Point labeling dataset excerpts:
################
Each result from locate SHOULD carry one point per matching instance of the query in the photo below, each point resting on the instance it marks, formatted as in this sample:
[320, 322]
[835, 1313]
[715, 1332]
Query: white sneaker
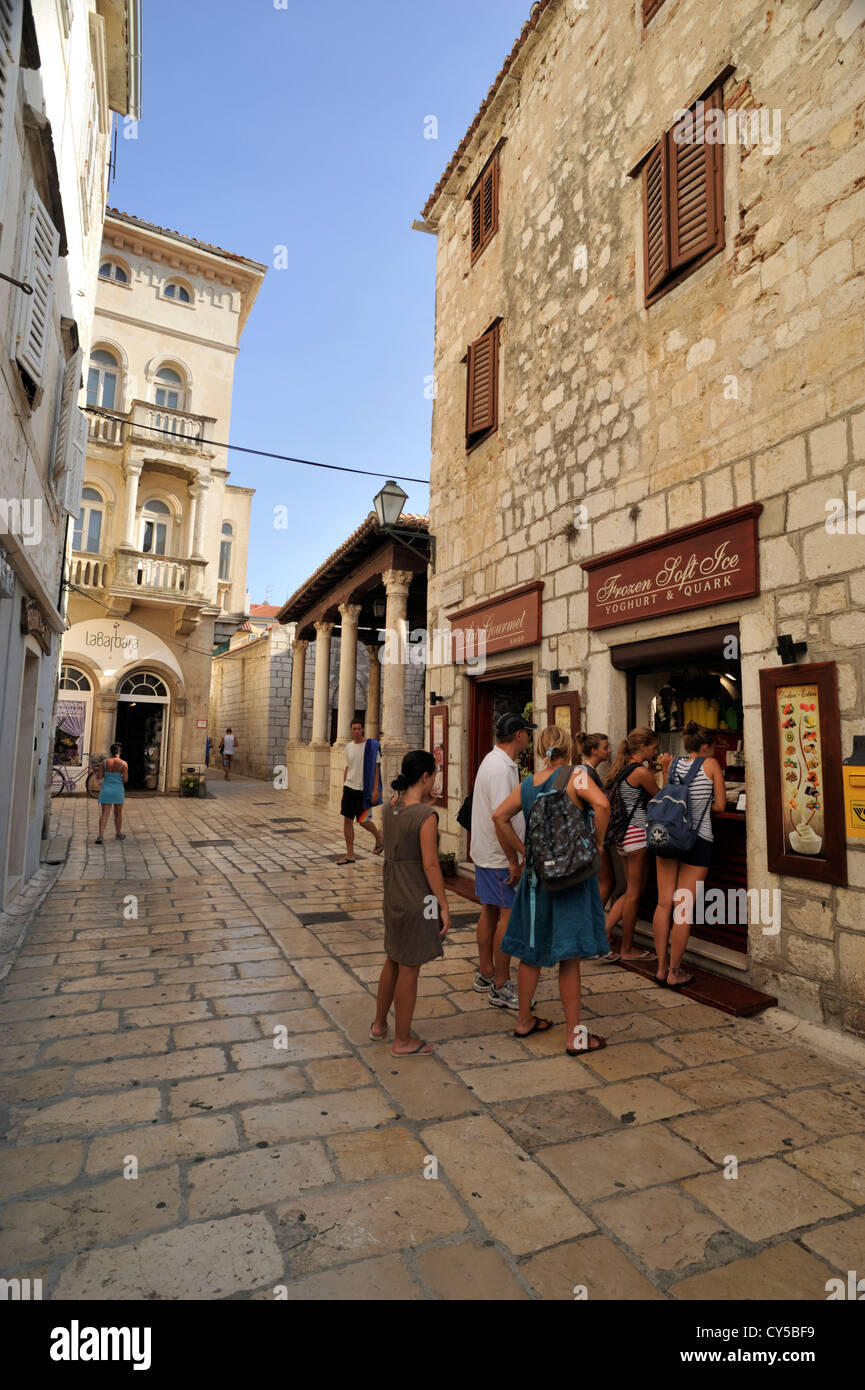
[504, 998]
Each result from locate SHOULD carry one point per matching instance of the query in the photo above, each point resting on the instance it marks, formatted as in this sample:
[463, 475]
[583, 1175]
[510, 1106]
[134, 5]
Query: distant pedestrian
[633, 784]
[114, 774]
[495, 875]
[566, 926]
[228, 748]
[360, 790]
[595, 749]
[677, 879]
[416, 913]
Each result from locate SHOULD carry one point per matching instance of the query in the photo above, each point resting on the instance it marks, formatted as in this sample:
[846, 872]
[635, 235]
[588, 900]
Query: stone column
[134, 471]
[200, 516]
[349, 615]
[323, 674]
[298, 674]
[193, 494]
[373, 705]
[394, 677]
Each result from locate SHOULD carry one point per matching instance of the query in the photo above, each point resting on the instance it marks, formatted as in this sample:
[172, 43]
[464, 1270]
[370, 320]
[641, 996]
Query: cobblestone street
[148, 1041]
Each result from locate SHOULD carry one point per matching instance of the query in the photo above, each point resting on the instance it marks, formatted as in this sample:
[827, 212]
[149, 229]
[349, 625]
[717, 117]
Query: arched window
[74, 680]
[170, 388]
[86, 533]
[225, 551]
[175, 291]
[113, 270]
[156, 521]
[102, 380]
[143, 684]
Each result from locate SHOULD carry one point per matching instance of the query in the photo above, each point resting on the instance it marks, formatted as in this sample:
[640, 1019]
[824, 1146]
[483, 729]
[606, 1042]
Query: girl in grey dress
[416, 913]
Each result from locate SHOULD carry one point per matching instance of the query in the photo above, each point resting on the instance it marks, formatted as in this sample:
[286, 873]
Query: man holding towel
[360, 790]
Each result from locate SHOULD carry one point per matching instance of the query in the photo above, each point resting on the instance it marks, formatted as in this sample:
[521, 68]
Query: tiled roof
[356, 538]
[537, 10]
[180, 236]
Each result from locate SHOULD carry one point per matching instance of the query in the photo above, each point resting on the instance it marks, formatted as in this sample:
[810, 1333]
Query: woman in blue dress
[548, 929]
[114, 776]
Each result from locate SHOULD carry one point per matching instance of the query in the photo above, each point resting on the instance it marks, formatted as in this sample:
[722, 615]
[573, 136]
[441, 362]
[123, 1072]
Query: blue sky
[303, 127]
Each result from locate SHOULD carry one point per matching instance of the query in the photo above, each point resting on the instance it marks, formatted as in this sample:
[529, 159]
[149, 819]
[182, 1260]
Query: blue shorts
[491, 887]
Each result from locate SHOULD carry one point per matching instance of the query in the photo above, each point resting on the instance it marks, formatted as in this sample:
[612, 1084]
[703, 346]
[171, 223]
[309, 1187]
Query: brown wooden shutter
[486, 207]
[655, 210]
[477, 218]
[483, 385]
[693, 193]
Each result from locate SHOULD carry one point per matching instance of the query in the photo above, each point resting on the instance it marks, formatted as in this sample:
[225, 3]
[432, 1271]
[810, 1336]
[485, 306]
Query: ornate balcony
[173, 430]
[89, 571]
################
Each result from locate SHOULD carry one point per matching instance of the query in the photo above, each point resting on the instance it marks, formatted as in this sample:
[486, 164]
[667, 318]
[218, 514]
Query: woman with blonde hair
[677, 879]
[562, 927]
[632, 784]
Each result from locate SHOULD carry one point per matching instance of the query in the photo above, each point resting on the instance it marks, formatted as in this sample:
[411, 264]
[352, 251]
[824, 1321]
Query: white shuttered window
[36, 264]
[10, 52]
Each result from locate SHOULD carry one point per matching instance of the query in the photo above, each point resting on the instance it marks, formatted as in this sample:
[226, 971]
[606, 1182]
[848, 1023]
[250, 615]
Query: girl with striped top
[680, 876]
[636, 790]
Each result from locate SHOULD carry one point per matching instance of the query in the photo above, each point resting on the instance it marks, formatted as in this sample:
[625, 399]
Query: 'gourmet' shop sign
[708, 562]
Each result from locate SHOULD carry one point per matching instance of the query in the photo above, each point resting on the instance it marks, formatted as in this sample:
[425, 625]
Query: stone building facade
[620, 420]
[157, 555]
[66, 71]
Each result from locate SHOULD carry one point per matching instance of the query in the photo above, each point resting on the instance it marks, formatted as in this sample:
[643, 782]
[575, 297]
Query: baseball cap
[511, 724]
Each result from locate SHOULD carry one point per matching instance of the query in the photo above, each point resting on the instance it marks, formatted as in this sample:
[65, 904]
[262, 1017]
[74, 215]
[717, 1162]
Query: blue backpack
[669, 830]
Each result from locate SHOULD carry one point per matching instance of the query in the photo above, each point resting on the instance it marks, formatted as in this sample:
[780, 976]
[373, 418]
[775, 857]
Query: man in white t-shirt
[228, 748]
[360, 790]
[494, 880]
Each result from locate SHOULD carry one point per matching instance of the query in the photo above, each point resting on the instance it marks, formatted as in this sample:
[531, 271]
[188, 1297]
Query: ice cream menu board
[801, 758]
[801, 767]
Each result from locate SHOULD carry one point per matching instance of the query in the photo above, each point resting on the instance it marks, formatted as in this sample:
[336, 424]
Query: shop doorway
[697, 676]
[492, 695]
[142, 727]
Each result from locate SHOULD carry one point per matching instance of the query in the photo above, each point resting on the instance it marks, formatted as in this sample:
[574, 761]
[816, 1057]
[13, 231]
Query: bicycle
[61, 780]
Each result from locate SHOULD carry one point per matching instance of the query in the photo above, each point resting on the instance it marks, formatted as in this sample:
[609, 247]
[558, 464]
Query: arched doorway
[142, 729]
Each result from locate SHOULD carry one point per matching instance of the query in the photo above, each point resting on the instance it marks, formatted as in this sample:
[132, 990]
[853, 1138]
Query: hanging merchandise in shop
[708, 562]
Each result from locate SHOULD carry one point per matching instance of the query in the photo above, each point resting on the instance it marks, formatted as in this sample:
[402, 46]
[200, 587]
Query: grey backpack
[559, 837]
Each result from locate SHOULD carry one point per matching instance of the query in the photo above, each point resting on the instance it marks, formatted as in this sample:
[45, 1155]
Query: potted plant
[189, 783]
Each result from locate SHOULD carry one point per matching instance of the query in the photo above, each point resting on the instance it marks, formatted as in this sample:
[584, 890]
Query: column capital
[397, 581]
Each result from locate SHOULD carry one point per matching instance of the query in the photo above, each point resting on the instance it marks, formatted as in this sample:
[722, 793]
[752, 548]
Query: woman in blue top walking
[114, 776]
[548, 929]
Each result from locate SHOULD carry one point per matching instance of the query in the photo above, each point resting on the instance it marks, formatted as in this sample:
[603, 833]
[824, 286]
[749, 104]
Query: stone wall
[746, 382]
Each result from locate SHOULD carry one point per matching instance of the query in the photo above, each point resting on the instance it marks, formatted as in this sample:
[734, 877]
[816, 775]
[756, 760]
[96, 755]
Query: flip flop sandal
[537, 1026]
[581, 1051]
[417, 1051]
################
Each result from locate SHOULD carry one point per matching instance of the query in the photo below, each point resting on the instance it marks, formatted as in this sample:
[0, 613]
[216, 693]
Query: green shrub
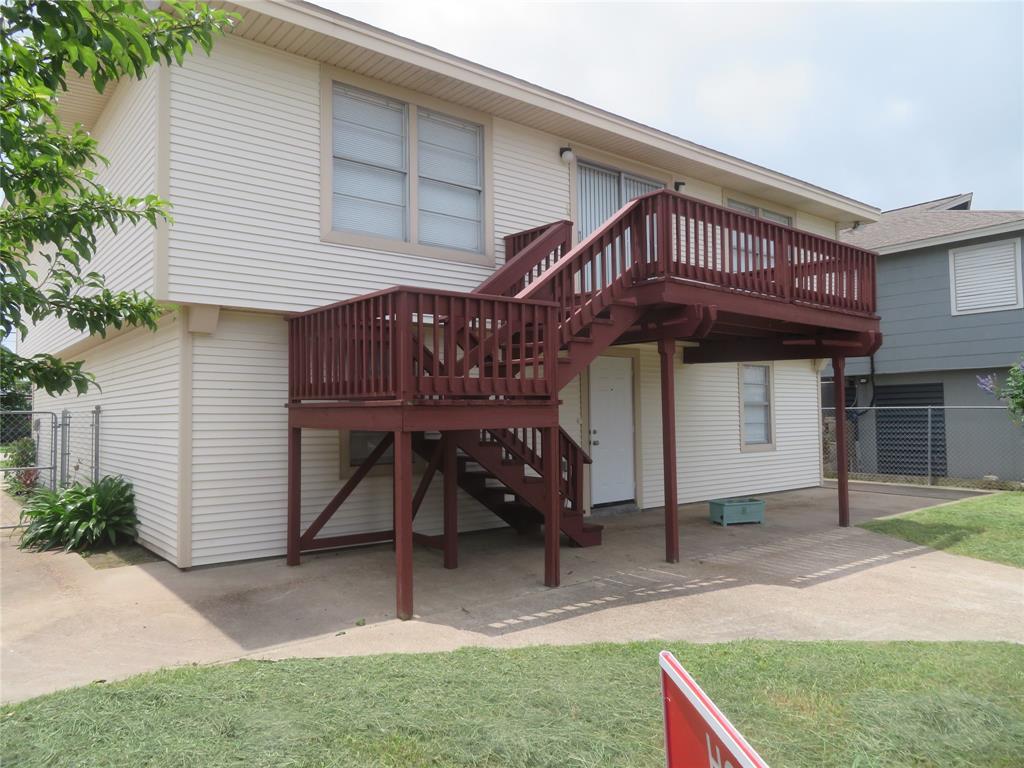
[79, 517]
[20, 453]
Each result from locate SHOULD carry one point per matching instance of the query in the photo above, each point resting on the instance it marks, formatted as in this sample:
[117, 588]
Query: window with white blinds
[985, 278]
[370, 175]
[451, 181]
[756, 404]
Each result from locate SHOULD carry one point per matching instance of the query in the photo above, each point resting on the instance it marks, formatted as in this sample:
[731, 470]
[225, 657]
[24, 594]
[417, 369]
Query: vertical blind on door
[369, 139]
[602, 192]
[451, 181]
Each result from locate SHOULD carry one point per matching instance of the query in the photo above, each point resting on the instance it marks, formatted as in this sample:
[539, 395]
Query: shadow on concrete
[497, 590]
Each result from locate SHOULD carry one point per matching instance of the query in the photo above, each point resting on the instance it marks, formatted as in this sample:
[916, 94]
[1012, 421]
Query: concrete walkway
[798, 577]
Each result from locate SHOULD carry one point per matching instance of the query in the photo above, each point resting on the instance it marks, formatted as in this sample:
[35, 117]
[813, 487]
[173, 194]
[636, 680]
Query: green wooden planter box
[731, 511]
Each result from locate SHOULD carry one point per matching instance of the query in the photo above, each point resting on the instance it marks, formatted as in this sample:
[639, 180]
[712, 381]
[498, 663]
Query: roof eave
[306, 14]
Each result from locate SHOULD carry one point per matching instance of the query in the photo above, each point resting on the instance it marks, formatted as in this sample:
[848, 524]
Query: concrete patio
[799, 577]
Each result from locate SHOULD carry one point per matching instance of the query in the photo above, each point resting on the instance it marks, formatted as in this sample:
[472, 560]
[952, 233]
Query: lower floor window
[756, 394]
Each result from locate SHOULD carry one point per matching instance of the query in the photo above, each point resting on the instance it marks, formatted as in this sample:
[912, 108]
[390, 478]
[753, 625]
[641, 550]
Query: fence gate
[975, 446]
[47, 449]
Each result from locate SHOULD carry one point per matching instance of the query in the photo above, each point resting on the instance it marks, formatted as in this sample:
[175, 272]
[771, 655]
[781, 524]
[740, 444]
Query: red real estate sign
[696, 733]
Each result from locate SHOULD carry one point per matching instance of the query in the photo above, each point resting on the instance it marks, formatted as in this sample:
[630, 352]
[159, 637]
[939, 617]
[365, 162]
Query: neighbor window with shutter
################
Extract and copy every line in the rows above that contains the word "woman".

> [Response to this task]
Query: woman in blue dress
Query: woman with blonde hair
Query: woman in blue top walking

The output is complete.